Consignes de travail :: Traduisez en anglais cette phrase de l'extrait du document : « Au soir du premier tour, la gauche évite la bérézina annoncée. »

Extrait du document ::
+++

Par désespoir plus que par conviction
Quartier de la Rose des Vents, au nord de la ville. Ici se dresse la cité des 3 000 où vit un tiers des Aulnaysiens. C’est un de ces grands ensembles érigés dans les années 70, où l’abstention est historiquement massive. C’est au-dessus d’un commissariat qui a fermé depuis plusieurs années que Nabil, 28 ans, a grandi. Attablé à un café du centre commercial du Galion, le seul lieu de vie du quartier, il évoque l’abstention, qui a encore une fois battu des records : “On ne va pas se mentir, on s’en fiche un peu des départementales chez nous. On ne se mobilise vraiment que pour les municipales ou les présidentielles. Dans nos quartiers, la conscience politique n’est pas encore développée.” Aulnay-sous-Bois fait partie des six villes du département que la droite a reprisà la gauche aux municipales de 2014. “Il faut dire qu’on a plus voté contre Nicolas Sarkozy que par adhésion à François Hollande, nuance Nabil. Ni le Président, au niveau national, ni le maire d’Aulnay (Gérard Ségura – ndlr) n’ont répondu à nos attentes. Du coup, aux dernières municipales, les quartiers nord ne sont pas allés voter et c’est le candidat de droite (Bruno Beschizza) qui l’a emporté.” A l’époque, l’abstention a culminé à 43,43 % à Aulnay, contre 36,45 % au niveau national.
A l’extrémité du département, une fois passées les tours désaffectées de Clichy-sous-Bois, en attente de démolition, se cache la commune de Montfermeil. Une petite ville où se mêlent zones pavillonnaires et cités HLM et où l’issue du scrutin pourrait bien décider de la bascule en bleu du conseil général. Henri, 73 ans, est sorti comme à son habitude pour acheter ses légumes et son poisson. Installé depuis quatre ans dans cette ville “où le loyer est moins cher”, il s’est inscrit pour la première fois sur les listes électorales l’année dernière. Avec émotion, il parle des difficultés qu’il a pour vivre avec une retraite d’à peine 700 euros. Quand vient la question du vote, il s’arrête soudainement et cherche ses mots. Ses yeux bleus embués de larmes, Henri évoque “l’indifférence” qu’il ressent de la part des élus : “Ils n’en ont rien à faire de nous, nous ne sommes pas grand-chose à leurs yeux.” A ses côtés, Sarah, 76 ans, une voisine d’origine espagnole, partage sa tristesse : “Je suis pessimiste quant à l’avenir de mes petits-enfants. Ça fait trop longtemps qu’on se sent abandonnés ici. Ce serait peut-être bien que la droite l’emporte”, finit-elle par avouer. Par désespoir plus que par réelle conviction, comme beaucoup ici.
Au soir du premier tour, la gauche évite la bérézina annoncée. L’alliance UMP-UDI est éliminée dans sept des vingt et un cantons du département. Trois zones détermineront très probablement la future couleur du département : Bobigny-Noisy-le-Sec, Bondy et Sevran-Villepinte. Lorsque les socialistes ont pris le département en 2008, l’une de leurs premières initiatives avait été de remplacer la moquette rouge vif posée quelques années plus tôt par un responsable communiste dans les bureaux du conseil général. La moquette sera-t-elle toujours rose au lendemain du second tour des départementales ? Réponse le 29 mars.

+++

[Éléments de données]
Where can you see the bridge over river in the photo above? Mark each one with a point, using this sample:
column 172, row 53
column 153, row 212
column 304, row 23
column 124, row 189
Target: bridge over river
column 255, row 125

+++

Solution :: On the evening of the first round, the left avoids the predicted rout.